(Written exercise)
Starting with the line that includes "Reviewer note: confirm that each instance of the dome", write out every remaining line of the records below exactly as it appears, leaving out any images.

(Supplied records)

— BEGIN —

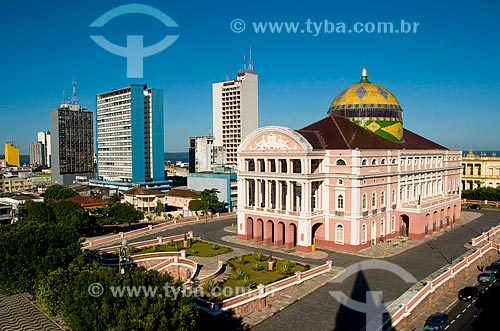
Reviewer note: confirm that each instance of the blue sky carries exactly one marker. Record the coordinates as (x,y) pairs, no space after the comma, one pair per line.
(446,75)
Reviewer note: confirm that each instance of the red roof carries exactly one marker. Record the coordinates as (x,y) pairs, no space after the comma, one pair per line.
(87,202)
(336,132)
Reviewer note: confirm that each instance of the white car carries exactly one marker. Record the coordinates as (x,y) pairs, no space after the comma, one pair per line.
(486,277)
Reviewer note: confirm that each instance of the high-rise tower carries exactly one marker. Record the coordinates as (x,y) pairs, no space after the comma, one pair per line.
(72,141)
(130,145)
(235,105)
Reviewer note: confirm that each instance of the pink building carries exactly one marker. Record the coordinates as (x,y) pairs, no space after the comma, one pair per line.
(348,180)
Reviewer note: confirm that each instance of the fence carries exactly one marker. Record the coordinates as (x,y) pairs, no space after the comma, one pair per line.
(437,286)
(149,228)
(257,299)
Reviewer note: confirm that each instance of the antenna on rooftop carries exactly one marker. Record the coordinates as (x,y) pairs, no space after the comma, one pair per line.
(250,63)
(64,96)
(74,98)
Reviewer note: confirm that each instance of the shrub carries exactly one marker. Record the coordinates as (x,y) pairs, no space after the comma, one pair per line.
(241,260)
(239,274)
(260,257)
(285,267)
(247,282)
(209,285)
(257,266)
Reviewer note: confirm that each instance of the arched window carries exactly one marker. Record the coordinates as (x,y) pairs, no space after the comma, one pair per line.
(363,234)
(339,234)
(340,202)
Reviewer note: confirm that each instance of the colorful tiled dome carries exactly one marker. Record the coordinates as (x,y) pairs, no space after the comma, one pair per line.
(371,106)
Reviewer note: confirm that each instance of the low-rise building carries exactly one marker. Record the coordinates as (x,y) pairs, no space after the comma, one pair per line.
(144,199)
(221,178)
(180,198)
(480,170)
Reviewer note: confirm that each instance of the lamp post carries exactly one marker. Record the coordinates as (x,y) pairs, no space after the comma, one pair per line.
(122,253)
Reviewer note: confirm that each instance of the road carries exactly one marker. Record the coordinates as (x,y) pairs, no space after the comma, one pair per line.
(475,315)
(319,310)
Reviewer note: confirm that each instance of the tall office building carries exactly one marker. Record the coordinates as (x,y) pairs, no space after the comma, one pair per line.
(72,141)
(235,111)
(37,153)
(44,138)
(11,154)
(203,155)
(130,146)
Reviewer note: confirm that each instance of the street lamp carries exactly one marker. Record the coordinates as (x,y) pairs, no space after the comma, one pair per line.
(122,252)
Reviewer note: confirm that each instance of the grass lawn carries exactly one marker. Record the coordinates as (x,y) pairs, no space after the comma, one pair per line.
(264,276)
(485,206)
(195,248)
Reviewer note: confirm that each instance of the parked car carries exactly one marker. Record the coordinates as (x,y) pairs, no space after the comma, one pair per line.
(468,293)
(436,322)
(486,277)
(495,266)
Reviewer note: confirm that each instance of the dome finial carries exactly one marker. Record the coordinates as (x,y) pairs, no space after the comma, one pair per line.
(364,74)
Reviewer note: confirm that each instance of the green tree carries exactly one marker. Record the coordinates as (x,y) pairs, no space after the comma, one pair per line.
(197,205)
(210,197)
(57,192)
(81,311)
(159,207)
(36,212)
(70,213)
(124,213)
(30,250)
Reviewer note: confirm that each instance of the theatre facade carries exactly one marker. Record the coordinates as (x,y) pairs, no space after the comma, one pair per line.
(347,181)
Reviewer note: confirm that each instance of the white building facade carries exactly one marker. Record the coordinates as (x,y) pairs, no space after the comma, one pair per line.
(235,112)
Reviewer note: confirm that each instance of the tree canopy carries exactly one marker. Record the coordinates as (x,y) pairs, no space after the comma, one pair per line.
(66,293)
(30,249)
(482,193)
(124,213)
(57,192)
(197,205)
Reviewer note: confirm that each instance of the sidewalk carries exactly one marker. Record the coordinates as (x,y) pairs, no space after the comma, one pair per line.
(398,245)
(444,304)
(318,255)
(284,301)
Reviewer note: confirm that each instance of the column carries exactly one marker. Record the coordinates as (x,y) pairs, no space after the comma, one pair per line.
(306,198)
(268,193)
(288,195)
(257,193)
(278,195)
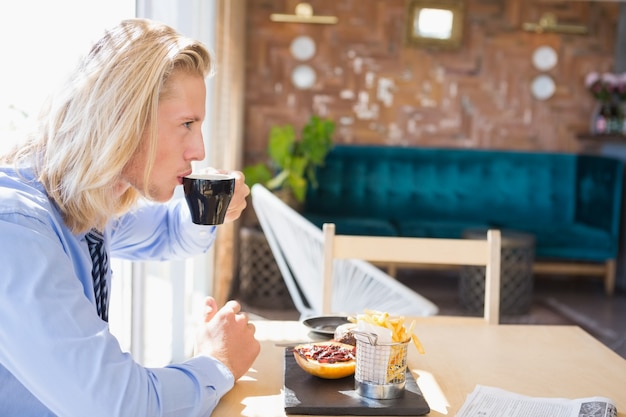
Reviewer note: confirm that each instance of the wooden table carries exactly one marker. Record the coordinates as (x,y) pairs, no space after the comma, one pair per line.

— END —

(Solution to this exercise)
Reviewer note: confirm that each instance of the dome finial carries exactly one marker. Record the coordinates as (x,y) pairs, no space after the comma, one pair per line.
(364,74)
Reviewer note: confirm that each instance of the green tree carries exactly one marker. Record the coordinates as (x,y) pairs, no space after the comma, one pair per line.
(197,205)
(210,197)
(57,192)
(81,311)
(159,207)
(36,212)
(70,213)
(124,213)
(30,250)
Reviewer note: confirm that each instance of the theatre facade carries exactly one marker. Record the coordinates as (x,y) pairs, no space after the comma, one pair per line.
(347,181)
Reviewer note: confirm that each instance of the white building facade carries exactly one marker. Record the coordinates as (x,y) pairs, no space after the comma, one pair per line.
(235,112)
Reviewer note: confirm that each instance of the tree canopy carries exactly one marker. Record the coordinates as (x,y) pairs, no space after the comma, one pair per line.
(66,293)
(30,249)
(482,193)
(124,213)
(57,192)
(197,205)
Reviewer note: confirm that each instance of the sidewalk carries exactly one marker. Record the coordinates as (x,y) pairs, no space after the comma, one pair per line.
(398,245)
(444,304)
(318,255)
(284,301)
Reviewer note: confirm that each instance of the column carries exactly one marker. Record the coordinates as (x,y) pairs, no space after the comma, one pair per line.
(306,198)
(268,193)
(288,195)
(257,193)
(278,195)
Reviewer note: confirm that each instance of the wooden table carries exactly one marker. Record the coordinates as (x,y) pairs, no space after the comma, one pair per line.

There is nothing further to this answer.